____ EXCERPT
Jannete Morton wants to resume her career as a nurse, but is appalled the competency exam is full of irrelevant political type questions.
Jannete Morton wants to resume her career as a nurse, but is appalled the competency exam is full of irrelevant political type questions. RON BURGIN

Nursing test is unreasonable

A BUNDABERG woman is bewildered after failing a nursing competency exam she claims was made up of “ridiculous and irrelevant” questions.

Janette Morton had been a nurse for more than 10 years when she was forced to give up work to take care of her sick father.

The single mother of two cared for her dad for eight years until he died in December 2007.

Ms Morton said she was keen to go back to work, but she had met several road blocks in the process.

“I rang the Nursing Council to find out how I could get back to work, but they weren’t helpful at all,” she said.

“They said they take ‘special circumstances’ into account, but still to this day I don’t know what they are.”

Ms Morton was referred to a Competence Assessment Service Test at CQUniversity, which determines whether a nurse, who has been out of work for more than five years requires further knowledge and clinical skills.

But Ms Morton said she felt the test included very few questions relating to the field of nursing that would assist her on the job.
________
____ INFORMATION PROVIDED
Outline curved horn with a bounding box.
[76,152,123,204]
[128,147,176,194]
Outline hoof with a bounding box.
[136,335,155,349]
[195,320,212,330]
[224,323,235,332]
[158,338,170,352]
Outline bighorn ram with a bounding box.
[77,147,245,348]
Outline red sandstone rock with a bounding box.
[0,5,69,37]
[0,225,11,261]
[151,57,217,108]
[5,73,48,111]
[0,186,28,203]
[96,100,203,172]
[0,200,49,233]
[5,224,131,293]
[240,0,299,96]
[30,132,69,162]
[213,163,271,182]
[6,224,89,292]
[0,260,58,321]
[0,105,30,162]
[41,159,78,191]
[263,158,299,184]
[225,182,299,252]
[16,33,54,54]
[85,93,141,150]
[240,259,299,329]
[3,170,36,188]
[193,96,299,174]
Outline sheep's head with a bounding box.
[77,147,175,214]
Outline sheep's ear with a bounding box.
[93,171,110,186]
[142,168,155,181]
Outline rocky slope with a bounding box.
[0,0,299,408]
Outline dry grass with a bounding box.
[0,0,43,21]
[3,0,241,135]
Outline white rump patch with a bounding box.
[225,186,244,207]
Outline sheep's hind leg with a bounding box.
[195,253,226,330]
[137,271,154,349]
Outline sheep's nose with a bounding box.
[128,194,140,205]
________
Rewrite the nursing test article from the words "Nursing test is" through "in the process.", replacing "father" with "parent".

*WRITTEN REPLY*:
Nursing test is unreasonable

A BUNDABERG woman is bewildered after failing a nursing competency exam she claims was made up of “ridiculous and irrelevant” questions.

Janette Morton had been a nurse for more than 10 years when she was forced to give up work to take care of her sick parent.

The single mother of two cared for her dad for eight years until he died in December 2007.

Ms Morton said she was keen to go back to work, but she had met several road blocks in the process.